## Source text
Pincus Lit the Fuse on the Plamegate Bomb
Submitted by davidswanson on Tue, 2007-02-06 01:45. Criminal Prosecution
By Larry C. Johnson
Until the start of the Libby trial, most folks and chroniclers assumed that the Nick Kristof piece in May of 2003 spurred the White House to go after Joe and Valerie Wilson. But based on the timeline emerging from the Libby trial the real culprit is Walter Pincus, the legendary warhorse reporter at the Washington Post, whose work on an article that appeared on June 12, 2003 set in motion the events that eventually produced the "outing" of Valerie Plame, the wife of Ambassdor Joe Wilson and an undercover CIA officer.
The Nick Kristof piece was the first major shot across the bow of the Administration on its fabricated case for going to war, but did not generate the reaction that the Pincus piece garnered. Kristoff--whose piece only devoted two paragraphs to Joe Wilson's story--wrote:
I'm told by a person involved in the Niger caper that more than a year ago the vice president's office asked for an investigation of the uranium deal, so a former U.S. ambassador to Africa was dispatched to Niger. In February 2002, according to someone present at the meetings, that envoy reported to the C.I.A. and State Department that the information was unequivocally wrong and that the documents had been forged.
The envoy reported, for example, that a Niger minister whose signature was on one of the documents had in fact been out of office for more than a decade. In addition, the Niger mining program was structured so that the uranium diversion had been impossible. The envoy's debunking of the forgery was passed around the administration and seemed to be accepted — except that President Bush and the State Department kept citing it anyway. "It's disingenuous for the State Department people to say they were bamboozled because they knew about this for a year," one insider said.

## Data records

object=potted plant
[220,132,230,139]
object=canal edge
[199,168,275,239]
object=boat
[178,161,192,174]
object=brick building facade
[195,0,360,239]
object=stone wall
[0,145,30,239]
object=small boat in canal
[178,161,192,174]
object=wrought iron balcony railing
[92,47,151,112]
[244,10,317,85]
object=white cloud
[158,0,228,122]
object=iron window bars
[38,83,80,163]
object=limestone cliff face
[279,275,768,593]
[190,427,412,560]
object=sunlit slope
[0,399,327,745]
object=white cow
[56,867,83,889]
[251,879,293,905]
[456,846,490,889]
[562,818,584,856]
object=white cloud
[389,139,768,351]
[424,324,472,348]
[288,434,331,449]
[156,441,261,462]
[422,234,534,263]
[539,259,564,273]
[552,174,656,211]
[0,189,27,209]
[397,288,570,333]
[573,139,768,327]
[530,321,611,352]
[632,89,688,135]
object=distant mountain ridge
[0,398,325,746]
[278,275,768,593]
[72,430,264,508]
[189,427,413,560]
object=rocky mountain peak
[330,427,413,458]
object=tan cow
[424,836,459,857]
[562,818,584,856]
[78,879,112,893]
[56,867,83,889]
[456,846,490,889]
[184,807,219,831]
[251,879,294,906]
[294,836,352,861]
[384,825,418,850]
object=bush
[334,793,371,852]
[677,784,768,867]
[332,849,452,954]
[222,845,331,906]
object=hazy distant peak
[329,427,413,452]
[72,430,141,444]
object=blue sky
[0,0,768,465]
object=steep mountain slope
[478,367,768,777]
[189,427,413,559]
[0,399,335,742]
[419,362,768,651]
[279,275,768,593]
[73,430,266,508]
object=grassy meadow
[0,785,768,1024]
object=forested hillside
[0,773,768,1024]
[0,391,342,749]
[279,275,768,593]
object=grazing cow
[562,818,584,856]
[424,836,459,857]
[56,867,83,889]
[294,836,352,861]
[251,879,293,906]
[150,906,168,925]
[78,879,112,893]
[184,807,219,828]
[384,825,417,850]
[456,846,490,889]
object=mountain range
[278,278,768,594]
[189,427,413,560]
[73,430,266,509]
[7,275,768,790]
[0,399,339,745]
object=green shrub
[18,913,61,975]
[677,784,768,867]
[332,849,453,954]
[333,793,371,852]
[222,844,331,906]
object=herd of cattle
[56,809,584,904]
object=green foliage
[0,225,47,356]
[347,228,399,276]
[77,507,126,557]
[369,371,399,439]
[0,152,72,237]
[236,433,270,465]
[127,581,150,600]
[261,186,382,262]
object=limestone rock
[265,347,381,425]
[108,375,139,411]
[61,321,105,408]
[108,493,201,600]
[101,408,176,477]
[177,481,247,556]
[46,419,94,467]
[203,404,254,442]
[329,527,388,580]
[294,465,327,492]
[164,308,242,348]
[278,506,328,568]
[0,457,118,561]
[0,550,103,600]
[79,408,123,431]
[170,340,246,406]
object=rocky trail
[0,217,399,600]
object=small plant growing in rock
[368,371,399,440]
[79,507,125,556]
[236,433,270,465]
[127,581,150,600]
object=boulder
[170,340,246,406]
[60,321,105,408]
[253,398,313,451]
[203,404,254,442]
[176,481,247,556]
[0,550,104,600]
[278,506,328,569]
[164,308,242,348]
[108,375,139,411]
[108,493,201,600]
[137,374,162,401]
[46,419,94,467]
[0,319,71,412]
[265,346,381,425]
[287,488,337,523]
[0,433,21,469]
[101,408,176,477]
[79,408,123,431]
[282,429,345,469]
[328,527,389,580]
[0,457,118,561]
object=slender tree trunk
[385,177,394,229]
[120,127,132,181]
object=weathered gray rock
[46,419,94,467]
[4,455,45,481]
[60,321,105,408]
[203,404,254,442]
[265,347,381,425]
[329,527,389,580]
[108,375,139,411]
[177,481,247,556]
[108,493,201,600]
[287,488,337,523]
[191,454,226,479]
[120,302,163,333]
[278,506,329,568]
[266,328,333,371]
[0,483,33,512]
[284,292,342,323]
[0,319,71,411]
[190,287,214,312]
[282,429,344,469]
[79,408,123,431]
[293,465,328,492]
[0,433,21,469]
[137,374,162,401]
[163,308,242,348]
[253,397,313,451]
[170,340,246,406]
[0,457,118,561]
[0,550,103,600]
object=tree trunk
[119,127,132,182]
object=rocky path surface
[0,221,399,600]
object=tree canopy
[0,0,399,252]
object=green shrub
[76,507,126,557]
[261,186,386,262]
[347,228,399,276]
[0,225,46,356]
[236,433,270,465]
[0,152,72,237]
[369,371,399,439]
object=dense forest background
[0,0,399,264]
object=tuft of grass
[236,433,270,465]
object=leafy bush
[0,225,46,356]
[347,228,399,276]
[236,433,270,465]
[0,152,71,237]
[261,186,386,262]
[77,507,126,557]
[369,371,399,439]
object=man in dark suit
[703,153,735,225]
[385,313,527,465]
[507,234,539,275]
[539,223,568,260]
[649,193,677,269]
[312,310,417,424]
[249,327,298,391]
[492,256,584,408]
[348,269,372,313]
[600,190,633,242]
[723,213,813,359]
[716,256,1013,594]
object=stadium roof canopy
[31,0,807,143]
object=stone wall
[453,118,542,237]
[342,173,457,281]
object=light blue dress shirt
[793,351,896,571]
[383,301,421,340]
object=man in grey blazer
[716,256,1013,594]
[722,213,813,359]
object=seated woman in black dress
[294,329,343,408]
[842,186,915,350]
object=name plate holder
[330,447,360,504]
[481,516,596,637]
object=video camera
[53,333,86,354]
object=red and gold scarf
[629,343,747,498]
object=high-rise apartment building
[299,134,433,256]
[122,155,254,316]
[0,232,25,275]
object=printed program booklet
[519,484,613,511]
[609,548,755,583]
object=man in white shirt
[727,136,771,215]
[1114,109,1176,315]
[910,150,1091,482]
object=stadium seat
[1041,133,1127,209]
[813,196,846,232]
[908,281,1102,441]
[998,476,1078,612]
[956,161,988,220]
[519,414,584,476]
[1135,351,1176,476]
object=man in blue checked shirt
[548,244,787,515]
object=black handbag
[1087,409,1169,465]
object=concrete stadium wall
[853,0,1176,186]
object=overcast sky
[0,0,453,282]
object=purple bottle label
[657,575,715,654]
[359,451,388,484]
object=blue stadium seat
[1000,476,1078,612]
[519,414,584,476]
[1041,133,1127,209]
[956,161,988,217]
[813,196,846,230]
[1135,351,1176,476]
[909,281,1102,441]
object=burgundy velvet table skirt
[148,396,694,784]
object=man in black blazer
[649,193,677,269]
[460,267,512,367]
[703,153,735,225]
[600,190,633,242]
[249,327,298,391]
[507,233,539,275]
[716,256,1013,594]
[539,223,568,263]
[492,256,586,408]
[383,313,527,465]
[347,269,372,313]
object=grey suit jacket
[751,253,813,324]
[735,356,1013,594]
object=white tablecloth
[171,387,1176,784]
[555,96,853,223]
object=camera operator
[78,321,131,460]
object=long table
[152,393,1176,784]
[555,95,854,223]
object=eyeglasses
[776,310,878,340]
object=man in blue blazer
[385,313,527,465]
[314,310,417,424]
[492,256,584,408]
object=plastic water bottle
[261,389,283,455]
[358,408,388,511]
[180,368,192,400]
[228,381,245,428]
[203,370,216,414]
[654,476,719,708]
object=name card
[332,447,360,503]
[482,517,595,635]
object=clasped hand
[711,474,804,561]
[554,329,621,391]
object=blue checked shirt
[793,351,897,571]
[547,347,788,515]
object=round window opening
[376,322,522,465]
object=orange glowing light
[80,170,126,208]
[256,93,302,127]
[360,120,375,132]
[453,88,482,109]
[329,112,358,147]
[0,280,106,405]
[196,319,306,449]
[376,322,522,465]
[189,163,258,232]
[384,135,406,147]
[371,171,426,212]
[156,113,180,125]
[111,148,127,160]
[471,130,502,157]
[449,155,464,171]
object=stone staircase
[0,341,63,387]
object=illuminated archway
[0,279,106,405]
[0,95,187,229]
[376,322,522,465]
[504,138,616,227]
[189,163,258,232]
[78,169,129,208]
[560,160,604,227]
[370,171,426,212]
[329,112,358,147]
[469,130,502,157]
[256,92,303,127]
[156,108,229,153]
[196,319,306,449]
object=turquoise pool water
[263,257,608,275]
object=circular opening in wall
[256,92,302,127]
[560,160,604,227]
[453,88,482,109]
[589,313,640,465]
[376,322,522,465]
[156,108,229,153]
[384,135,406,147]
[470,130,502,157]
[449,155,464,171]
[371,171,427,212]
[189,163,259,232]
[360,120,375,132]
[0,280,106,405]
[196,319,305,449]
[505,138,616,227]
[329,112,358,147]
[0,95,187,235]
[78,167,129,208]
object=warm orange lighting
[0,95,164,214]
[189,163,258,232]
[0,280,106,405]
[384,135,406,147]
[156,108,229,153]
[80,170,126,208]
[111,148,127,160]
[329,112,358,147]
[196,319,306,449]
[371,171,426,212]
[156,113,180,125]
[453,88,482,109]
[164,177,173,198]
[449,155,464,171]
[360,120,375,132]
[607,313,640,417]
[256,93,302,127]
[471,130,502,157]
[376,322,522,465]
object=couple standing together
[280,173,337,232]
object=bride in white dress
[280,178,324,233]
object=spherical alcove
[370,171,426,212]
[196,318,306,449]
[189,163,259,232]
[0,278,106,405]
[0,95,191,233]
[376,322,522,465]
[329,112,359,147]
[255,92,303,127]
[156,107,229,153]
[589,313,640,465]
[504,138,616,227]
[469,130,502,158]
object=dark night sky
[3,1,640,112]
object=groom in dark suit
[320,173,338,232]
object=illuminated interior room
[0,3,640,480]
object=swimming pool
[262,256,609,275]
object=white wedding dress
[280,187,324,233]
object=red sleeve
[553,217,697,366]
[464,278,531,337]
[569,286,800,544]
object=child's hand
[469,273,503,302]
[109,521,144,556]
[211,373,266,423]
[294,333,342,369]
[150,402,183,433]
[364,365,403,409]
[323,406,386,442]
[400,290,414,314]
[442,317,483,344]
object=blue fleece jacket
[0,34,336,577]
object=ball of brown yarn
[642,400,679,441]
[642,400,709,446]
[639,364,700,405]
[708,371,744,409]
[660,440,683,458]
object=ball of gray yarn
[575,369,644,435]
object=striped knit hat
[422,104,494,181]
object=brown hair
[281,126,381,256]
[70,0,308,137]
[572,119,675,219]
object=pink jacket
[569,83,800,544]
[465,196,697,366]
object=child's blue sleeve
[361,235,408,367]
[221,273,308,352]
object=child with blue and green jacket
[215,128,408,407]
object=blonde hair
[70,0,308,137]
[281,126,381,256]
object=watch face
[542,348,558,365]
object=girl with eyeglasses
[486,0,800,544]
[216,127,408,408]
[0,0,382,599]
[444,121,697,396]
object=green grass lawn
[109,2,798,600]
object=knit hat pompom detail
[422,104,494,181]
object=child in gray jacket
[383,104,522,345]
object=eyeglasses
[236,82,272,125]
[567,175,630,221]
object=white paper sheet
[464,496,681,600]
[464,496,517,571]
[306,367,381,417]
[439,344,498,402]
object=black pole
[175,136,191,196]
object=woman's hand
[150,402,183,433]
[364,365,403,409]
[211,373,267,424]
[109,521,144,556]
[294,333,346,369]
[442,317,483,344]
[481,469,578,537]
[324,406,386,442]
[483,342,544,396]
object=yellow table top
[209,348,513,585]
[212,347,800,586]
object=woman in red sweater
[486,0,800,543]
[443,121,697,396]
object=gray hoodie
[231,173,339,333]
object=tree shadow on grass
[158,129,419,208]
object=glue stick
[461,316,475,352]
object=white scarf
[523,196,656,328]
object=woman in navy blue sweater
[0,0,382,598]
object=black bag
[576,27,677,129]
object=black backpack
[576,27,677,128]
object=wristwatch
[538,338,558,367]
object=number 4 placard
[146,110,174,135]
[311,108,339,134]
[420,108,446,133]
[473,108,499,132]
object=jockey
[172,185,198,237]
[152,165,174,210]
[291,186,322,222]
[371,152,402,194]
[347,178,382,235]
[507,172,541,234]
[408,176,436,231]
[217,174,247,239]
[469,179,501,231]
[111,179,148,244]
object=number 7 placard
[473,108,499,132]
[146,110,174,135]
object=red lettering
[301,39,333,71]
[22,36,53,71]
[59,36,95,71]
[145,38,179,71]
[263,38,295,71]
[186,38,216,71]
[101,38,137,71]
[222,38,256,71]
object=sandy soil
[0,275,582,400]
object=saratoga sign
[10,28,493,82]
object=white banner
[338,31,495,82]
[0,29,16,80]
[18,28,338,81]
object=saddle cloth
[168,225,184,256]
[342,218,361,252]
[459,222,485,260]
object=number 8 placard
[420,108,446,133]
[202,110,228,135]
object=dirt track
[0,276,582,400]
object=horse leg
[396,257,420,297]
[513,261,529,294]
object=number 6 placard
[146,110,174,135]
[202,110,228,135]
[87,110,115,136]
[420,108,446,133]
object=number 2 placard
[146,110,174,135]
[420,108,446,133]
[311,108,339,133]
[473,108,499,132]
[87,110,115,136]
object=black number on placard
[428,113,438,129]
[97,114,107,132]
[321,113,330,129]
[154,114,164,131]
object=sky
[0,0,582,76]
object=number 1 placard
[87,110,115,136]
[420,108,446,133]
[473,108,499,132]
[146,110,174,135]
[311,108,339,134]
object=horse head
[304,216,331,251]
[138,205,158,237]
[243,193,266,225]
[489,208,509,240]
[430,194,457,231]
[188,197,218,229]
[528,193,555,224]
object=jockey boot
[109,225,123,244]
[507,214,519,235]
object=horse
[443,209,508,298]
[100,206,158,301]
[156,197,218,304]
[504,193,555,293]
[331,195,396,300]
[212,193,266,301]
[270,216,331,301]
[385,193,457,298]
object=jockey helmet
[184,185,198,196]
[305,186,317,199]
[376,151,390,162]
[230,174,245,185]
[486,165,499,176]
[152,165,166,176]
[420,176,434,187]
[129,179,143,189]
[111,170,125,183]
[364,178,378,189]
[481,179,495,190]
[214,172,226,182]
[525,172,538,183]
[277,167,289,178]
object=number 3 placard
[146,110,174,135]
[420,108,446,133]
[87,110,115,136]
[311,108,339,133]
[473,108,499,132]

## Your assignment
According to the article on the Plame leak, on what date did the Walter Pincus article in the Washington Post appear?

## Solution
June 12, 2003